▶ **PROBLEM TO WORK ON**:
Give an exact copy of every entry.

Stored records
================

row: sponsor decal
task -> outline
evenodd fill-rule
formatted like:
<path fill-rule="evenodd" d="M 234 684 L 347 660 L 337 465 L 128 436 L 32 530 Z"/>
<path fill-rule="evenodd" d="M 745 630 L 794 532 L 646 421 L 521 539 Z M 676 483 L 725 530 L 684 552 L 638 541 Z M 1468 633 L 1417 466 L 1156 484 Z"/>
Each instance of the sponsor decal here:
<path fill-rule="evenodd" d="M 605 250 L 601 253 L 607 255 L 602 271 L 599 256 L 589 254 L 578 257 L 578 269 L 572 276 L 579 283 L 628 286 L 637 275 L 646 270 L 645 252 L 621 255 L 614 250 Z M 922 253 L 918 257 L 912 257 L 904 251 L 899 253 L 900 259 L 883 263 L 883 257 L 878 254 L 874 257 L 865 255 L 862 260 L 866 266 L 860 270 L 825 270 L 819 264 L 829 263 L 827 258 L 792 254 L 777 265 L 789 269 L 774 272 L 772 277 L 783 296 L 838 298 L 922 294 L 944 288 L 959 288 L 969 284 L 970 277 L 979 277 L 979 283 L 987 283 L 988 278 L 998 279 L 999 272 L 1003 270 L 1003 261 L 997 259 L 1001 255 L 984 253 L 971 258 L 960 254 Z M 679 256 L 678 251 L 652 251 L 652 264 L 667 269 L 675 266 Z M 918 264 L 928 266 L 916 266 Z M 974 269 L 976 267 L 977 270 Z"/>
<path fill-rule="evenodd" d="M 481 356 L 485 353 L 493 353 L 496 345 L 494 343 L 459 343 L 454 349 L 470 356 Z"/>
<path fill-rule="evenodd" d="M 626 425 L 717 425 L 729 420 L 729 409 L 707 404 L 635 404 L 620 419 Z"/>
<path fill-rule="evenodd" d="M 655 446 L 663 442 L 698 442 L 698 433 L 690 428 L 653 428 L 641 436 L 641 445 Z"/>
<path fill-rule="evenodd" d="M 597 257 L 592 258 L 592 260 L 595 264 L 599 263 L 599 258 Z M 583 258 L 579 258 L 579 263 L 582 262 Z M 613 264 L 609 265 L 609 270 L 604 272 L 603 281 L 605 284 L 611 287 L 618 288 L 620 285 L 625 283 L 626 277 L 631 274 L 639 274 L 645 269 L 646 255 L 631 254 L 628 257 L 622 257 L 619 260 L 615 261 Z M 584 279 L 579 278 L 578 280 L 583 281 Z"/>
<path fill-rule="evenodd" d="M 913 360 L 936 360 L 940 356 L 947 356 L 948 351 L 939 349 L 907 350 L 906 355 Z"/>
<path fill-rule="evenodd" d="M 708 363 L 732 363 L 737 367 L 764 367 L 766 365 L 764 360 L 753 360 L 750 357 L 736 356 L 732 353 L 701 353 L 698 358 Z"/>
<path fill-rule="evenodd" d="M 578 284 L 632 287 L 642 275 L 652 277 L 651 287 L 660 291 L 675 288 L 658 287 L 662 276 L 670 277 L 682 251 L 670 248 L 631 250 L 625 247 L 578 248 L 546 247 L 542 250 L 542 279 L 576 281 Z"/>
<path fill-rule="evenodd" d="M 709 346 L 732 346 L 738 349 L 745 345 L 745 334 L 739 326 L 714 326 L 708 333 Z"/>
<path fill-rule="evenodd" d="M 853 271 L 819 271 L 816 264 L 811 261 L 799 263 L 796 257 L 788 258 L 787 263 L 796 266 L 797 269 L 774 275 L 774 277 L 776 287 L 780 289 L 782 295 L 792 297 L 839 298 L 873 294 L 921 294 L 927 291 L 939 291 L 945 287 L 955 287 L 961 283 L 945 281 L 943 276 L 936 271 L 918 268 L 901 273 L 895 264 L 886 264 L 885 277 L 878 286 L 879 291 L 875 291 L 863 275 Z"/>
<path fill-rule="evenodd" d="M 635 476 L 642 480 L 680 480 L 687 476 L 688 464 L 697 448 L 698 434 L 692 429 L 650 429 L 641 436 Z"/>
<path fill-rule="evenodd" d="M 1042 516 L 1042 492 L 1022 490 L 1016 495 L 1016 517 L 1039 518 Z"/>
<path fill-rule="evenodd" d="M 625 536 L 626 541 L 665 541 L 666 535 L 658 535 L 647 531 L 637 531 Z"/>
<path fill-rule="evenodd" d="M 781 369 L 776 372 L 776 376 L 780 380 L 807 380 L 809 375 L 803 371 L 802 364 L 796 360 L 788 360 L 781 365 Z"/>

================

▶ **ANSWER BOX**:
row: sponsor decal
task -> outline
evenodd fill-rule
formatted like:
<path fill-rule="evenodd" d="M 234 684 L 347 660 L 337 465 L 128 436 L 32 530 Z"/>
<path fill-rule="evenodd" d="M 745 630 L 794 532 L 646 421 L 521 539 Z M 676 483 L 725 530 L 684 552 L 638 541 Z M 1468 633 L 1417 466 L 1156 484 Z"/>
Each instance of the sponsor decal here:
<path fill-rule="evenodd" d="M 605 250 L 601 253 L 607 255 L 602 271 L 599 256 L 589 254 L 578 257 L 578 269 L 572 276 L 579 283 L 628 286 L 637 275 L 646 270 L 645 252 L 621 255 L 614 250 Z M 922 253 L 918 257 L 912 257 L 904 251 L 899 253 L 900 259 L 883 263 L 883 257 L 878 254 L 874 257 L 865 255 L 862 260 L 866 266 L 860 270 L 825 270 L 819 264 L 829 263 L 827 258 L 792 254 L 777 265 L 789 269 L 774 272 L 772 277 L 783 296 L 838 298 L 922 294 L 944 288 L 959 288 L 969 284 L 970 277 L 979 277 L 979 283 L 987 283 L 988 278 L 998 279 L 999 272 L 1003 270 L 1003 261 L 997 259 L 1001 255 L 984 253 L 971 258 L 960 254 Z M 679 256 L 678 251 L 652 251 L 652 264 L 667 269 L 675 266 Z M 918 264 L 928 266 L 916 266 Z M 974 269 L 976 267 L 977 270 Z"/>
<path fill-rule="evenodd" d="M 481 356 L 485 353 L 493 353 L 496 345 L 494 343 L 459 343 L 454 349 L 470 356 Z"/>
<path fill-rule="evenodd" d="M 626 425 L 717 425 L 729 420 L 729 409 L 707 404 L 635 404 L 620 419 Z"/>
<path fill-rule="evenodd" d="M 655 446 L 663 442 L 698 442 L 698 433 L 690 428 L 653 428 L 641 436 L 641 445 Z"/>
<path fill-rule="evenodd" d="M 597 257 L 592 258 L 592 260 L 595 264 L 599 263 L 599 258 Z M 583 258 L 579 258 L 579 263 L 582 262 Z M 613 264 L 609 265 L 609 270 L 604 272 L 603 281 L 605 284 L 611 287 L 618 288 L 620 285 L 625 283 L 626 277 L 631 274 L 639 274 L 645 269 L 646 255 L 631 254 L 628 257 L 622 257 L 619 260 L 615 261 Z M 584 279 L 579 278 L 578 280 L 583 281 Z"/>
<path fill-rule="evenodd" d="M 913 360 L 936 360 L 940 356 L 947 356 L 948 351 L 939 349 L 907 350 L 906 355 Z"/>
<path fill-rule="evenodd" d="M 708 363 L 732 363 L 737 367 L 764 367 L 766 365 L 764 360 L 753 360 L 750 357 L 736 356 L 732 353 L 701 353 L 698 358 Z"/>
<path fill-rule="evenodd" d="M 578 284 L 632 287 L 642 275 L 652 277 L 651 287 L 660 291 L 675 288 L 658 287 L 662 276 L 670 277 L 682 251 L 670 248 L 631 250 L 625 247 L 578 248 L 546 247 L 542 250 L 542 279 L 576 281 Z"/>
<path fill-rule="evenodd" d="M 709 346 L 732 346 L 738 349 L 745 345 L 745 334 L 739 326 L 714 326 L 708 333 Z"/>
<path fill-rule="evenodd" d="M 853 271 L 819 271 L 816 264 L 811 261 L 799 263 L 796 257 L 788 258 L 787 263 L 796 266 L 797 269 L 774 275 L 774 277 L 776 287 L 780 289 L 782 295 L 792 297 L 839 298 L 873 294 L 921 294 L 927 291 L 939 291 L 945 287 L 955 287 L 961 283 L 945 281 L 943 276 L 936 271 L 918 268 L 901 273 L 895 264 L 886 264 L 885 277 L 878 286 L 879 291 L 875 291 L 863 275 Z"/>
<path fill-rule="evenodd" d="M 635 476 L 642 480 L 680 480 L 687 476 L 688 464 L 697 448 L 698 434 L 692 429 L 650 429 L 641 436 Z"/>
<path fill-rule="evenodd" d="M 1042 516 L 1042 492 L 1022 490 L 1016 495 L 1016 517 L 1039 518 Z"/>
<path fill-rule="evenodd" d="M 625 536 L 626 541 L 665 541 L 666 535 L 658 535 L 647 531 L 637 531 Z"/>
<path fill-rule="evenodd" d="M 781 369 L 776 372 L 776 376 L 780 380 L 807 380 L 809 375 L 803 371 L 802 364 L 796 360 L 788 360 L 781 365 Z"/>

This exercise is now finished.